• [Task prompt]: Exact copies of all the records are the expected output.

══ Task input ══

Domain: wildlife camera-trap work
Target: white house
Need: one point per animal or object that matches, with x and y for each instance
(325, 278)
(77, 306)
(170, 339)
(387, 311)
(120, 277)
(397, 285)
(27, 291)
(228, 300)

═══

• [Solved problem]:
Domain: wildlife camera-trap work
Target: white house
Need: one point per animal or object that matches, with x and y for each instance
(325, 278)
(77, 306)
(170, 339)
(387, 311)
(120, 277)
(397, 285)
(27, 291)
(228, 300)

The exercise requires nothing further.